-- Prompt --
The data below should be printed in full, exactly, and without any of its images.

-- Given data --
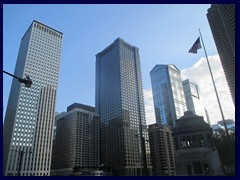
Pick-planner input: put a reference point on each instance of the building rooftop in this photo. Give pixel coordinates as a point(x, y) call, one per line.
point(77, 105)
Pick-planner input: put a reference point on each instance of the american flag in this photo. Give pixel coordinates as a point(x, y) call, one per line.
point(195, 46)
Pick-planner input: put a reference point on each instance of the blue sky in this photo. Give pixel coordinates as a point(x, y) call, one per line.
point(163, 33)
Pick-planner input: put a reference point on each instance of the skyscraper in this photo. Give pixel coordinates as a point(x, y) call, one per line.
point(193, 100)
point(168, 95)
point(77, 140)
point(120, 105)
point(221, 18)
point(30, 114)
point(162, 150)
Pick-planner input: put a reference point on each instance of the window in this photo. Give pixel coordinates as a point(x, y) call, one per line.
point(197, 167)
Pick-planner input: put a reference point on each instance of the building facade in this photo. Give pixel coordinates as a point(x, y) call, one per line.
point(168, 95)
point(120, 105)
point(77, 140)
point(195, 153)
point(193, 100)
point(29, 119)
point(221, 18)
point(162, 150)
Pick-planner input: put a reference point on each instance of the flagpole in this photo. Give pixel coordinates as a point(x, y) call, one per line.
point(219, 104)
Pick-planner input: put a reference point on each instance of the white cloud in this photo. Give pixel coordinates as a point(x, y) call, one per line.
point(200, 74)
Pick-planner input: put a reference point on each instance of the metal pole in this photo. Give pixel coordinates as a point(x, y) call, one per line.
point(11, 75)
point(20, 162)
point(145, 169)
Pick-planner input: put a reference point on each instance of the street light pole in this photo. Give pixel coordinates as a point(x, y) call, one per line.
point(20, 153)
point(27, 81)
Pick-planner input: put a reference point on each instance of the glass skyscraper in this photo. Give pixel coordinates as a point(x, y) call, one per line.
point(168, 96)
point(193, 100)
point(120, 105)
point(30, 114)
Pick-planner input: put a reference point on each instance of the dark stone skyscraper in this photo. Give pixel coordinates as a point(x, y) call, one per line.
point(221, 18)
point(30, 114)
point(120, 105)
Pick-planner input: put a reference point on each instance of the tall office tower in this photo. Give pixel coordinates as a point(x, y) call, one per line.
point(77, 140)
point(193, 100)
point(221, 18)
point(120, 105)
point(162, 150)
point(29, 119)
point(168, 96)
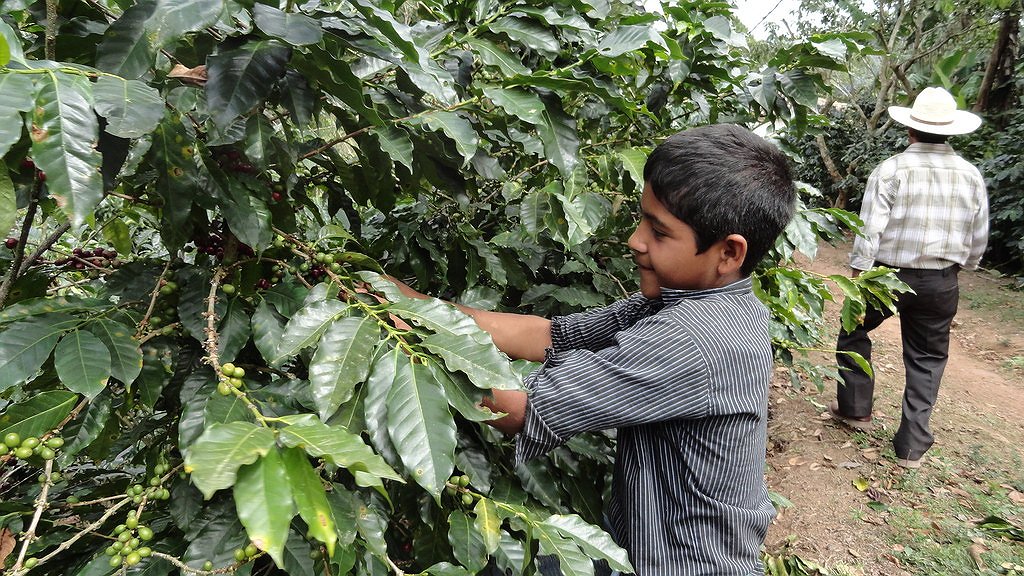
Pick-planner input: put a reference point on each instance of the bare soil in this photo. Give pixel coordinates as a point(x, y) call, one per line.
point(841, 483)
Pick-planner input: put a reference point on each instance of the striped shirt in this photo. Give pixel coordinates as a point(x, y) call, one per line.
point(924, 208)
point(684, 379)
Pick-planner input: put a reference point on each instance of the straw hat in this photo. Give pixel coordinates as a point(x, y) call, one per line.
point(935, 112)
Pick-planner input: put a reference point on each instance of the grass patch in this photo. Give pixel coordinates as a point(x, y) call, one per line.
point(934, 526)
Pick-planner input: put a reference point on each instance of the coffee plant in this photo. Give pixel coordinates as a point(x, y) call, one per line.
point(203, 369)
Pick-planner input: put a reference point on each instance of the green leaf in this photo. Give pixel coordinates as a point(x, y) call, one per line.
point(517, 103)
point(799, 86)
point(341, 361)
point(174, 18)
point(591, 539)
point(455, 127)
point(495, 55)
point(26, 344)
point(633, 160)
point(339, 446)
point(132, 109)
point(263, 502)
point(306, 326)
point(484, 365)
point(216, 456)
point(378, 385)
point(421, 426)
point(83, 363)
point(39, 414)
point(235, 331)
point(12, 43)
point(65, 131)
point(296, 556)
point(487, 524)
point(242, 78)
point(126, 357)
point(247, 214)
point(82, 432)
point(127, 47)
point(537, 479)
point(259, 138)
point(527, 33)
point(267, 328)
point(307, 491)
point(571, 561)
point(297, 30)
point(467, 544)
point(173, 161)
point(15, 97)
point(462, 395)
point(561, 144)
point(396, 144)
point(629, 38)
point(438, 316)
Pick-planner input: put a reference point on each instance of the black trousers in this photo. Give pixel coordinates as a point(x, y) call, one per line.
point(925, 319)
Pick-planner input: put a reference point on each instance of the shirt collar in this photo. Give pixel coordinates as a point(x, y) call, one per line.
point(672, 295)
point(931, 148)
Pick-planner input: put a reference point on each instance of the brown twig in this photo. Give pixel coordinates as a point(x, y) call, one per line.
point(44, 246)
point(30, 534)
point(12, 274)
point(153, 301)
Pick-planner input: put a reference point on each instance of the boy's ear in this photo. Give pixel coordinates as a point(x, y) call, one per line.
point(733, 252)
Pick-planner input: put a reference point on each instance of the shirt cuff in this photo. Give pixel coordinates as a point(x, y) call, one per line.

-- Complete response --
Pick-planner input: put a reference point on each instance of the building rooftop in this photo. Give pixel coordinates as a point(x, y) call, one per line.
point(77, 105)
Pick-planner input: put a reference point on each instance of the american flag in this photo. Give pixel coordinates as a point(x, y) call, one per line.
point(195, 46)
Pick-planner input: put a reference point on each instance of the blue sky in this photo. Give pixel coordinates as a point(x, y) call, one per line.
point(163, 33)
Pick-planner input: put a reference point on each instance of the skyscraper in this photo. Give pixel coordinates as a point(x, y) call, one per line.
point(193, 100)
point(168, 95)
point(77, 140)
point(120, 105)
point(221, 18)
point(30, 114)
point(162, 150)
Pick-planner input: put a reference point on each instance of the window in this photo. Give pixel coordinates as a point(x, y) call, one per line.
point(197, 167)
Pick-planner input: put a reference point on each instance of the building facade in this photo. Give pixel coordinates as a point(x, y) call, one per line.
point(168, 95)
point(120, 105)
point(77, 140)
point(195, 153)
point(193, 100)
point(29, 119)
point(221, 18)
point(162, 150)
Pick-planner input: put a reference point on each instance of the flagpole in this photo. Give pixel coordinates as a point(x, y) call, one per line.
point(219, 104)
Pick-planner input: put a reference point on each instance of the white cloud in this photo. Give pixel coordinates as a point(x, y) call, one per line.
point(200, 74)
Pick-planner input: put a reference point on each instance of the metal pole in this photo. Give pixel coordinates as a point(x, y) call, one per line.
point(11, 75)
point(20, 162)
point(145, 169)
Pick-planner input: put a reference point on each instance of the street light pole in this photo. Give pixel coordinates as a point(x, y) call, one per line.
point(20, 153)
point(27, 81)
Pick-planner input: put a reference point on each instance of the glass skyscraper in this photo. Give pixel coordinates as a point(x, y) call, one per line.
point(168, 96)
point(193, 100)
point(120, 105)
point(30, 114)
Pick-planner input: put a reference point on each instance of the dark stone skyscraper in this photo. Give pixel coordinates as a point(x, y) call, one per line.
point(221, 18)
point(30, 114)
point(120, 105)
Pick-planner input: put a reference point on each instance of the tall office tower in this photo. Give pixel coordinates as a point(x, y) call, one per line.
point(77, 140)
point(193, 100)
point(221, 18)
point(120, 105)
point(162, 150)
point(29, 119)
point(168, 96)
Pick-planner input: put a reference point on each instance of the bare soil in this photo. Give pixel coordinates as a point(x, y) call, one per line.
point(841, 483)
Pick-planner input: put a reference point on each instance of the striped shirt in this photo. Give pixel coordinates as a point(x, y) call, one per line.
point(924, 208)
point(684, 379)
Pick-planner input: put a reference point on each instance of the straw hat in this photo. Give pixel coordinates as a point(x, y) call, one per line.
point(935, 112)
Pick-planner input: put a reference point on each instance of the grass patch in this photo. Give pixel coordinates as a point(x, y) call, one per line.
point(934, 526)
Pick-planner input: put a reference point on each instance of the coffee plant in this photo. Give pixel coordinates as a point(x, y) call, one per line.
point(203, 369)
Pick-planner input: put a reference point on each instance of the green leaf in this photo. Give pixel coordinates as a point(x, y) call, one per line.
point(517, 103)
point(799, 86)
point(341, 361)
point(174, 18)
point(591, 539)
point(455, 127)
point(495, 55)
point(26, 344)
point(633, 160)
point(339, 446)
point(132, 109)
point(263, 502)
point(306, 326)
point(484, 365)
point(216, 456)
point(378, 385)
point(421, 426)
point(83, 363)
point(39, 414)
point(235, 331)
point(12, 43)
point(65, 131)
point(296, 556)
point(487, 524)
point(242, 78)
point(126, 357)
point(247, 214)
point(82, 432)
point(127, 47)
point(537, 479)
point(259, 138)
point(527, 33)
point(267, 328)
point(307, 491)
point(571, 561)
point(297, 30)
point(467, 544)
point(173, 161)
point(15, 97)
point(462, 395)
point(561, 144)
point(396, 144)
point(629, 38)
point(438, 316)
Pick-planner input: put a reference point on each instance of the black trousers in this photo. Give pixel coordinates as a point(x, y) call, one per line.
point(925, 319)
Pick-planner input: put a reference point on each instance of the shirt collar in this photo. Give pixel coordinates as a point(x, y) call, one per line.
point(672, 295)
point(931, 148)
Pick-planner input: put a reference point on each instance of the brown twig in this photo. Give pixel coordinates as a point(x, y) call, one per line.
point(44, 246)
point(30, 534)
point(12, 274)
point(153, 301)
Pick-planner input: put a reference point on each instance of the boy's ear in this photo. Give pixel coordinates as a point(x, y) call, one per line.
point(733, 252)
Pick-planner input: put a reference point on each instance of the shirt cuff in this photo. Give pixel coordinates as a point(x, y) call, one per line.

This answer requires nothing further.